[Given records Boundary: Start]

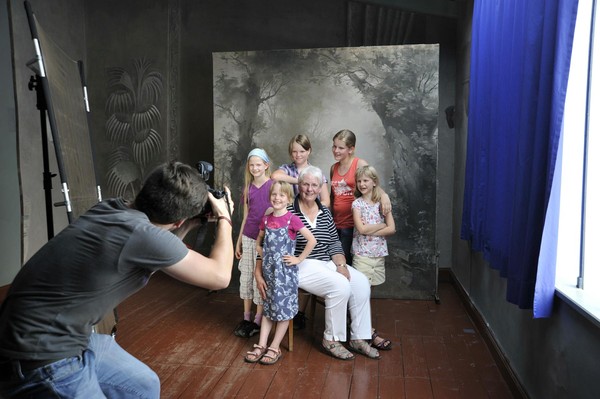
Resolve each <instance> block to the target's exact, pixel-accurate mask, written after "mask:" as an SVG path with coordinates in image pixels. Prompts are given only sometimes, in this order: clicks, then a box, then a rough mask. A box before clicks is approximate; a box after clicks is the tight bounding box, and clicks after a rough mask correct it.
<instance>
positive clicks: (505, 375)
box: [439, 269, 529, 399]
mask: <svg viewBox="0 0 600 399" xmlns="http://www.w3.org/2000/svg"><path fill="white" fill-rule="evenodd" d="M442 270H443V274H444V275H443V276H442ZM442 278H443V279H444V280H442ZM446 279H447V280H446ZM439 280H440V281H449V282H450V283H451V284H452V285H453V286H454V288H455V289H456V292H458V296H459V297H460V299H461V301H462V302H463V304H464V305H465V309H466V311H467V314H468V315H469V317H470V318H471V320H472V321H473V324H475V328H477V331H478V332H479V334H480V335H481V336H482V338H483V340H484V341H485V343H486V344H487V346H488V348H489V349H490V352H491V354H492V357H493V358H494V360H495V361H496V364H497V365H498V369H499V371H500V373H501V374H502V376H503V377H504V379H505V380H506V383H507V384H508V387H509V389H510V390H511V392H512V394H513V396H514V397H515V398H517V399H528V398H529V396H528V395H527V392H526V391H525V389H524V387H523V385H522V384H521V382H520V381H519V379H518V378H517V375H516V374H515V372H514V370H513V369H512V367H511V366H510V363H509V361H508V358H507V357H506V355H505V354H504V352H503V351H502V349H501V348H500V346H499V345H498V343H497V342H496V339H495V338H494V335H493V333H492V331H491V330H490V329H489V327H488V326H487V323H486V322H485V320H484V319H483V316H482V315H481V313H480V312H479V310H477V308H476V307H475V305H474V304H473V302H472V301H471V297H470V296H469V294H467V292H466V291H465V289H464V288H463V286H462V285H461V284H460V283H459V281H458V279H457V278H456V276H455V275H454V273H453V272H452V270H451V269H440V270H439Z"/></svg>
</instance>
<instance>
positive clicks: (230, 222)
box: [217, 216, 233, 227]
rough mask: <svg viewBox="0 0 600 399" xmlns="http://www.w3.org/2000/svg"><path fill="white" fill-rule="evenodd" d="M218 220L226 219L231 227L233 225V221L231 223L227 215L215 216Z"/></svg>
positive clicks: (230, 219)
mask: <svg viewBox="0 0 600 399" xmlns="http://www.w3.org/2000/svg"><path fill="white" fill-rule="evenodd" d="M219 220H226V221H227V223H229V225H230V226H231V227H233V223H231V219H229V218H228V217H227V216H219V217H218V218H217V222H218V221H219Z"/></svg>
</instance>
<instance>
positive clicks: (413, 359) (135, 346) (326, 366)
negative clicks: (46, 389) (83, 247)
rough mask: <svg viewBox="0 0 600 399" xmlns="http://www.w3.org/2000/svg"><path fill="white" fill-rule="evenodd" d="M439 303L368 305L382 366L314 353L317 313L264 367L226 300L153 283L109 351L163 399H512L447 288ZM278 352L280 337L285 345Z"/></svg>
mask: <svg viewBox="0 0 600 399" xmlns="http://www.w3.org/2000/svg"><path fill="white" fill-rule="evenodd" d="M439 297H440V303H439V304H436V303H435V302H434V301H433V300H432V301H409V300H391V299H379V300H373V302H372V303H373V315H374V318H375V324H374V325H375V326H376V327H377V329H378V330H379V332H380V333H381V335H382V336H385V337H386V338H389V339H391V340H392V341H393V349H392V350H391V351H387V352H383V351H382V352H381V354H382V359H380V360H370V359H367V358H366V357H364V356H360V355H359V356H357V357H356V359H355V360H352V361H340V360H336V359H333V358H332V357H330V356H328V355H326V354H324V353H323V352H322V351H321V350H320V349H319V344H320V341H321V337H322V331H323V308H322V307H321V306H317V312H316V315H315V317H314V325H313V323H312V322H313V320H309V324H308V325H307V328H306V329H304V330H301V331H296V332H295V334H294V351H293V352H288V351H287V350H285V349H283V357H282V359H281V360H280V361H279V362H278V363H277V364H275V365H273V366H265V365H260V364H249V363H246V362H244V359H243V355H244V354H245V353H246V351H248V350H250V349H251V347H252V344H254V343H256V342H258V336H254V337H252V338H249V339H244V338H239V337H236V336H235V335H234V334H233V330H234V328H235V326H236V325H237V323H238V322H239V320H240V319H241V314H242V301H241V300H240V299H239V297H238V295H237V294H235V293H231V292H229V293H227V292H208V291H206V290H204V289H200V288H196V287H191V286H188V285H185V284H182V283H180V282H178V281H175V280H173V279H171V278H169V277H167V276H165V275H163V274H162V273H156V275H155V276H153V277H152V279H151V280H150V283H149V284H148V286H147V287H146V288H144V289H142V290H141V291H140V292H138V293H137V294H135V295H134V296H132V297H131V298H129V299H128V300H127V301H126V302H125V303H124V304H122V305H121V306H120V307H119V309H118V311H119V317H120V320H119V324H118V332H117V341H118V342H119V343H120V344H121V345H122V346H123V347H124V348H125V349H126V350H128V351H129V352H130V353H131V354H133V355H134V356H136V357H138V358H139V359H141V360H142V361H144V362H145V363H146V364H148V365H149V366H150V367H151V368H152V369H154V370H155V371H156V372H157V373H158V375H159V377H160V379H161V383H162V395H161V397H162V398H166V399H168V398H276V397H285V398H303V399H304V398H307V399H310V398H360V399H363V398H394V399H401V398H408V399H428V398H435V399H442V398H465V399H477V398H512V397H513V396H512V395H511V391H510V389H509V386H508V384H507V383H506V381H505V380H504V379H503V377H502V374H501V373H500V372H499V369H498V367H497V365H496V363H495V362H494V360H493V357H492V356H491V353H490V351H489V350H488V348H487V347H486V345H485V342H484V341H483V339H482V337H481V336H480V335H479V334H478V332H477V331H476V329H475V326H474V325H473V323H472V321H471V320H470V319H469V317H468V315H467V312H466V311H465V309H464V307H463V305H462V303H461V301H460V299H459V296H458V294H457V293H456V291H455V289H454V288H453V286H452V285H451V284H450V283H440V286H439ZM284 343H285V344H286V345H285V346H286V347H287V337H286V338H285V340H284Z"/></svg>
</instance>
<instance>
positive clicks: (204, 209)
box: [196, 161, 226, 218]
mask: <svg viewBox="0 0 600 399" xmlns="http://www.w3.org/2000/svg"><path fill="white" fill-rule="evenodd" d="M196 169H198V172H200V175H201V176H202V178H203V179H204V181H205V182H206V185H207V186H208V192H209V193H211V194H212V195H213V196H214V197H215V198H217V199H219V198H223V197H225V194H226V193H225V191H224V190H215V189H214V188H212V187H211V186H210V185H208V179H209V178H210V174H211V172H212V171H213V169H214V168H213V166H212V164H211V163H210V162H206V161H198V163H196ZM211 212H212V207H211V205H210V202H209V201H206V205H204V209H202V212H201V213H200V215H198V216H199V217H202V218H207V216H208V215H209V214H210V213H211Z"/></svg>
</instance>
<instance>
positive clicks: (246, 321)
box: [233, 320, 252, 338]
mask: <svg viewBox="0 0 600 399" xmlns="http://www.w3.org/2000/svg"><path fill="white" fill-rule="evenodd" d="M249 324H252V322H251V321H250V320H242V321H241V322H240V324H238V325H237V326H236V327H235V330H233V333H234V334H235V335H236V336H238V337H242V338H248V336H247V335H246V329H247V328H248V325H249Z"/></svg>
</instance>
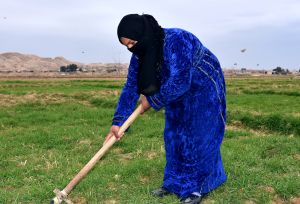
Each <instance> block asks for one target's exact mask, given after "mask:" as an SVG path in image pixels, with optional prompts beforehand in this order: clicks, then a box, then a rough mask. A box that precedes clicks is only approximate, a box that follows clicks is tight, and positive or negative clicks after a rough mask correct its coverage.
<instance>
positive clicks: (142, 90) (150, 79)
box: [118, 14, 164, 96]
mask: <svg viewBox="0 0 300 204" xmlns="http://www.w3.org/2000/svg"><path fill="white" fill-rule="evenodd" d="M122 37H125V38H129V39H131V40H135V41H137V43H136V44H135V45H134V46H133V47H132V48H128V50H129V51H130V52H132V53H134V54H136V55H137V56H138V63H139V69H138V77H137V85H138V93H140V94H143V95H146V96H150V95H153V94H154V93H155V92H157V91H158V90H159V88H160V69H161V66H162V64H163V42H164V31H163V29H162V27H161V26H160V25H159V24H158V23H157V21H156V20H155V18H154V17H153V16H151V15H148V14H143V15H139V14H129V15H126V16H124V17H123V18H122V20H121V22H120V23H119V26H118V38H119V41H120V42H121V38H122Z"/></svg>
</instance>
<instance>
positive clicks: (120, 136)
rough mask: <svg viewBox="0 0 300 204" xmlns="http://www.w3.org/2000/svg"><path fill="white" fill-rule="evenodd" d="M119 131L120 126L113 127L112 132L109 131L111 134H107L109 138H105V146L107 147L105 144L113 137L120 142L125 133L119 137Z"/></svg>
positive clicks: (119, 135)
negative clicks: (123, 135)
mask: <svg viewBox="0 0 300 204" xmlns="http://www.w3.org/2000/svg"><path fill="white" fill-rule="evenodd" d="M119 130H120V127H119V126H117V125H112V126H111V128H110V130H109V133H108V134H107V136H106V138H105V141H104V143H103V145H105V143H106V142H108V140H109V139H110V138H111V137H116V139H117V140H120V139H121V137H123V135H124V133H122V134H121V135H118V132H119Z"/></svg>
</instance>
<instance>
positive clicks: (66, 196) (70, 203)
mask: <svg viewBox="0 0 300 204" xmlns="http://www.w3.org/2000/svg"><path fill="white" fill-rule="evenodd" d="M53 192H54V193H55V195H56V196H55V197H54V198H53V199H52V200H51V201H50V204H60V203H62V202H65V203H67V204H73V202H72V201H71V200H69V199H68V198H67V197H68V195H67V194H66V193H65V192H64V191H60V190H59V189H55V190H54V191H53Z"/></svg>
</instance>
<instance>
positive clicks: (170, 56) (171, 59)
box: [147, 35, 193, 110]
mask: <svg viewBox="0 0 300 204" xmlns="http://www.w3.org/2000/svg"><path fill="white" fill-rule="evenodd" d="M192 47H193V46H192V43H191V41H190V40H189V39H188V36H183V35H177V36H176V37H174V39H172V44H171V45H170V46H169V47H168V49H170V50H169V51H168V52H170V54H168V55H167V58H168V64H169V65H168V66H170V72H171V74H170V77H169V78H168V79H167V80H166V81H165V82H164V83H163V84H162V85H161V87H160V90H159V91H158V92H156V93H155V94H154V95H152V96H147V100H148V102H149V103H150V105H151V106H152V107H153V108H154V109H155V110H160V109H161V108H162V107H163V106H165V105H167V104H169V103H171V102H174V101H176V100H177V99H178V98H179V97H180V96H182V95H183V94H184V93H185V92H186V91H188V90H189V89H190V85H191V73H190V72H191V67H192Z"/></svg>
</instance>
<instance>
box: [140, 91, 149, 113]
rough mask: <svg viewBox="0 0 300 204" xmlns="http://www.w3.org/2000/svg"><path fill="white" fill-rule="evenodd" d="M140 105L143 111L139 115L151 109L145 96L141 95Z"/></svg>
mask: <svg viewBox="0 0 300 204" xmlns="http://www.w3.org/2000/svg"><path fill="white" fill-rule="evenodd" d="M141 104H142V107H143V110H142V112H141V114H143V113H144V112H146V111H147V110H148V109H149V108H151V106H150V103H149V102H148V100H147V98H146V96H144V95H142V97H141Z"/></svg>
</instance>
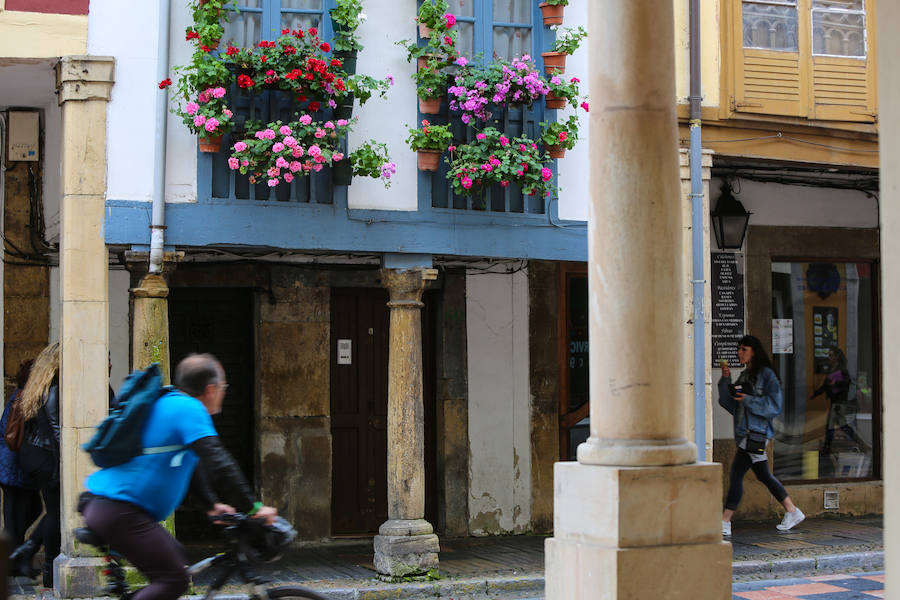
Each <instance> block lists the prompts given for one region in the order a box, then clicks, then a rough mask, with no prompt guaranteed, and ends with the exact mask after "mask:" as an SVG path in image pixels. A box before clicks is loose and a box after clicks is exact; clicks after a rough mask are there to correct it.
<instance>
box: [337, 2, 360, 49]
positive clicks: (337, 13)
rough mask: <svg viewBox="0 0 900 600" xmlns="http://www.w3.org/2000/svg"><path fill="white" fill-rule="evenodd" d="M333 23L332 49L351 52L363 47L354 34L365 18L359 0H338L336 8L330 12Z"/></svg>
mask: <svg viewBox="0 0 900 600" xmlns="http://www.w3.org/2000/svg"><path fill="white" fill-rule="evenodd" d="M330 14H331V20H332V21H333V22H334V24H335V28H334V29H335V31H334V38H333V39H332V42H333V43H334V49H335V50H337V51H339V52H353V51H357V52H358V51H360V50H362V49H363V46H362V44H360V43H359V38H358V37H357V35H356V30H357V29H359V26H360V25H362V24H363V22H365V20H366V18H367V17H366V14H365V13H364V12H363V11H362V2H361V1H360V0H338V3H337V8H334V9H332V10H331V12H330Z"/></svg>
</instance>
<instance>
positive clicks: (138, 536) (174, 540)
mask: <svg viewBox="0 0 900 600" xmlns="http://www.w3.org/2000/svg"><path fill="white" fill-rule="evenodd" d="M82 514H83V515H84V522H85V523H86V524H87V526H88V527H89V528H90V529H92V530H94V532H96V533H97V535H99V536H100V537H101V538H102V539H103V540H104V541H106V542H107V543H108V544H109V546H110V548H112V549H113V550H115V551H116V552H118V553H119V554H121V555H122V556H124V557H125V558H127V559H128V560H129V561H130V562H131V564H133V565H134V566H135V567H137V569H138V570H139V571H140V572H141V573H143V574H144V575H146V576H147V578H148V579H149V580H150V585H148V586H147V587H145V588H143V589H142V590H140V591H139V592H138V593H136V594H135V595H134V596H132V598H133V600H151V599H160V600H163V599H165V600H169V599H171V600H174V599H176V598H178V597H179V596H181V594H183V593H184V592H185V591H186V590H187V588H188V584H189V579H188V574H187V569H186V567H185V563H186V562H187V561H186V559H185V553H184V547H183V546H182V545H181V544H180V543H179V542H178V541H177V540H176V539H175V538H173V537H172V536H171V535H169V533H168V532H167V531H166V530H165V529H163V528H162V526H160V524H159V523H157V522H156V521H155V520H154V519H153V518H152V517H151V516H150V515H148V514H147V513H146V511H144V509H142V508H140V507H138V506H135V505H134V504H131V503H130V502H120V501H118V500H110V499H108V498H101V497H95V498H93V499H91V500H90V501H89V502H88V503H87V505H86V506H85V507H84V508H83V509H82Z"/></svg>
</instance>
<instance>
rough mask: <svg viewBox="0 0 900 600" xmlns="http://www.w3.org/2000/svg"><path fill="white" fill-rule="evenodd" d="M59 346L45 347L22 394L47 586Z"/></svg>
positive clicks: (26, 437)
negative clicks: (40, 534)
mask: <svg viewBox="0 0 900 600" xmlns="http://www.w3.org/2000/svg"><path fill="white" fill-rule="evenodd" d="M58 377H59V344H50V345H49V346H47V347H46V348H44V349H43V350H42V351H41V353H40V354H38V356H37V358H35V359H34V366H33V367H32V368H31V376H30V377H29V378H28V383H27V384H26V385H25V390H24V391H23V392H22V414H23V416H24V417H25V439H24V441H23V442H22V447H21V448H20V449H19V461H20V462H21V464H22V470H23V471H24V472H25V476H26V478H28V479H29V480H30V481H31V482H32V483H33V484H34V485H35V486H37V488H38V489H39V490H40V491H41V498H43V500H44V509H45V510H46V514H45V515H44V518H43V519H41V522H40V523H39V524H38V527H39V528H40V529H41V532H42V533H43V539H44V566H43V570H42V574H43V581H44V586H45V587H52V586H53V575H52V573H53V569H52V567H53V559H55V558H56V556H57V555H58V554H59V547H60V532H59V525H60V523H59V400H60V399H59V381H58Z"/></svg>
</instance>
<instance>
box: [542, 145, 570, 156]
mask: <svg viewBox="0 0 900 600" xmlns="http://www.w3.org/2000/svg"><path fill="white" fill-rule="evenodd" d="M546 150H547V154H549V155H550V158H562V157H563V156H565V155H566V149H565V148H563V147H562V146H547V148H546Z"/></svg>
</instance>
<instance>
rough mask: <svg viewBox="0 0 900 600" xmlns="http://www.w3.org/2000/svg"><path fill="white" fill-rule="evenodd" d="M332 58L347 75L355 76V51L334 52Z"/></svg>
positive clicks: (346, 50) (355, 60) (355, 50)
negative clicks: (339, 60)
mask: <svg viewBox="0 0 900 600" xmlns="http://www.w3.org/2000/svg"><path fill="white" fill-rule="evenodd" d="M334 57H335V58H336V59H338V60H340V61H341V68H342V69H343V70H344V72H345V73H346V74H347V75H355V74H356V50H336V51H335V52H334Z"/></svg>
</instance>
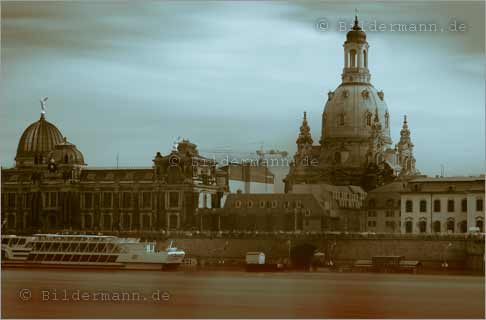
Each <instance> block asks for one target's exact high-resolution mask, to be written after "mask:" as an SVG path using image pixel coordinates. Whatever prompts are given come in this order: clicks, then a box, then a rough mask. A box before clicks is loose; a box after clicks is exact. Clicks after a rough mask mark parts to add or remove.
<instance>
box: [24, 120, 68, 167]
mask: <svg viewBox="0 0 486 320" xmlns="http://www.w3.org/2000/svg"><path fill="white" fill-rule="evenodd" d="M62 141H63V138H62V134H61V132H60V131H59V129H58V128H57V127H56V126H55V125H53V124H52V123H50V122H48V121H47V120H46V119H45V116H44V114H41V117H40V119H39V120H38V121H36V122H34V123H32V124H31V125H29V126H28V127H27V129H25V131H24V132H23V133H22V136H21V137H20V141H19V144H18V147H17V155H16V157H15V159H16V160H17V161H19V159H22V158H32V157H35V158H36V160H37V157H39V160H37V161H39V162H40V161H42V157H44V156H45V155H46V154H47V153H48V152H49V151H51V150H52V149H53V148H54V146H55V145H56V144H59V143H61V142H62ZM37 161H35V162H37Z"/></svg>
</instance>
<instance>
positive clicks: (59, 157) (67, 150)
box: [47, 137, 85, 165]
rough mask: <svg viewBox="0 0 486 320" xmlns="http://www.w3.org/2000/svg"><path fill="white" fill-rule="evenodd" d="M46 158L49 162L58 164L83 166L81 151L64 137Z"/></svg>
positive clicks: (82, 157)
mask: <svg viewBox="0 0 486 320" xmlns="http://www.w3.org/2000/svg"><path fill="white" fill-rule="evenodd" d="M47 158H48V160H49V161H54V162H56V163H60V164H79V165H85V163H84V157H83V154H82V153H81V151H79V150H78V148H76V146H75V145H74V144H72V143H70V142H68V141H67V139H66V137H64V138H63V141H62V142H61V143H59V144H57V145H55V146H54V149H53V150H52V151H51V152H50V153H49V155H48V157H47Z"/></svg>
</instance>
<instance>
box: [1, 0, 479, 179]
mask: <svg viewBox="0 0 486 320" xmlns="http://www.w3.org/2000/svg"><path fill="white" fill-rule="evenodd" d="M355 9H357V10H358V15H359V19H360V21H361V22H362V24H363V26H364V27H366V26H368V27H369V30H368V32H367V39H368V42H369V45H370V49H369V69H370V72H371V82H372V84H373V85H374V86H375V87H376V88H377V89H378V90H383V91H384V92H385V101H386V103H387V105H388V108H389V111H390V124H391V133H392V139H393V141H394V143H396V142H398V139H399V132H400V129H401V125H402V121H403V115H405V114H406V115H407V117H408V122H409V127H410V129H411V132H412V141H413V143H414V144H415V149H414V151H415V158H416V160H417V168H418V169H419V170H420V171H421V172H423V173H425V174H428V175H436V174H439V173H440V171H441V165H444V168H445V173H446V175H477V174H480V173H482V172H484V169H485V167H484V163H485V161H484V160H485V147H484V145H485V130H484V119H485V111H484V109H485V108H484V106H485V93H484V89H485V79H484V71H485V68H484V62H485V61H484V47H485V43H484V38H485V34H484V29H485V25H484V20H485V8H484V2H481V1H477V2H464V1H461V2H452V1H447V2H438V1H433V2H432V1H431V2H420V1H412V2H404V1H388V2H386V3H381V2H363V1H360V2H356V3H354V2H347V1H346V2H343V1H341V2H310V1H299V2H283V1H279V2H250V1H248V2H247V1H244V2H223V1H218V2H202V1H201V2H199V1H198V2H190V1H183V2H155V1H140V2H136V3H135V2H35V3H29V2H4V1H2V2H1V52H0V53H1V69H0V76H1V83H0V89H1V91H0V92H1V100H0V101H1V107H0V121H1V124H0V164H1V165H2V166H3V167H9V166H12V165H13V164H14V158H15V152H16V148H17V143H18V140H19V138H20V136H21V134H22V132H23V130H24V129H25V128H26V127H27V126H28V125H29V124H30V123H32V122H34V121H37V120H38V118H39V115H40V103H39V100H40V99H41V98H42V97H46V96H47V97H49V99H48V102H47V114H46V119H47V120H48V121H50V122H52V123H54V124H55V125H56V126H57V127H58V128H59V129H60V130H61V132H62V134H63V135H64V136H67V138H68V140H69V141H70V142H72V143H74V144H75V145H76V146H77V147H78V149H80V150H81V152H82V153H83V154H84V158H85V162H86V163H87V164H88V165H89V166H96V167H103V166H114V165H116V159H117V154H118V155H119V156H118V158H119V165H120V166H151V165H152V159H153V157H154V155H155V154H156V152H157V151H160V152H162V153H168V152H170V150H171V148H172V145H173V143H174V141H175V140H177V139H178V137H182V138H186V139H189V140H191V141H192V142H194V143H196V144H197V145H198V147H199V150H200V152H201V153H202V154H204V155H208V156H211V155H216V157H217V159H218V158H221V157H224V155H226V154H228V155H229V157H236V156H238V157H245V156H251V153H252V155H253V156H255V150H257V149H260V148H261V147H262V146H263V148H264V149H279V150H286V151H288V152H289V154H290V155H293V153H294V152H295V149H296V146H295V140H296V138H297V135H298V132H299V126H300V124H301V121H302V115H303V112H304V111H307V114H308V120H309V125H310V127H311V133H312V136H313V139H314V143H318V141H319V139H320V132H321V119H322V112H323V108H324V104H325V102H326V99H327V92H328V91H329V90H334V89H335V88H336V87H337V86H338V85H339V84H340V80H341V72H342V67H343V47H342V45H343V42H344V39H345V31H343V30H342V29H340V28H339V27H340V23H339V22H340V21H342V22H346V23H351V22H352V20H353V18H354V14H355ZM323 21H325V23H322V22H323ZM374 21H376V23H377V24H380V23H383V24H385V25H386V26H388V27H387V30H385V31H378V30H377V29H376V28H375V29H373V28H372V25H373V22H374ZM393 23H407V24H409V25H410V24H417V23H435V24H436V25H437V26H439V28H443V29H444V32H442V31H441V30H442V29H441V30H439V31H438V32H411V31H408V32H405V31H392V30H389V29H390V28H391V27H390V24H393ZM453 23H455V25H456V26H457V25H459V24H464V25H465V30H464V31H454V32H453V31H450V30H449V29H450V26H451V24H453ZM326 25H327V30H321V29H322V27H323V26H326ZM319 26H320V27H319ZM282 170H284V171H287V169H286V168H285V169H282ZM277 189H279V188H277Z"/></svg>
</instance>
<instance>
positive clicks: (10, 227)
mask: <svg viewBox="0 0 486 320" xmlns="http://www.w3.org/2000/svg"><path fill="white" fill-rule="evenodd" d="M7 228H9V229H13V228H15V216H14V215H13V214H9V215H8V216H7Z"/></svg>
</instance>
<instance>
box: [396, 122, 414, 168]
mask: <svg viewBox="0 0 486 320" xmlns="http://www.w3.org/2000/svg"><path fill="white" fill-rule="evenodd" d="M396 150H397V162H398V165H399V167H400V175H401V176H411V175H414V174H416V173H417V170H416V169H415V158H414V156H413V143H412V139H411V138H410V130H409V129H408V122H407V116H404V118H403V125H402V130H400V141H399V142H398V143H397V146H396Z"/></svg>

[Given records Boundary: End]

How many lines in the data above hold the word "target"? Answer with the number alone.

Reply
3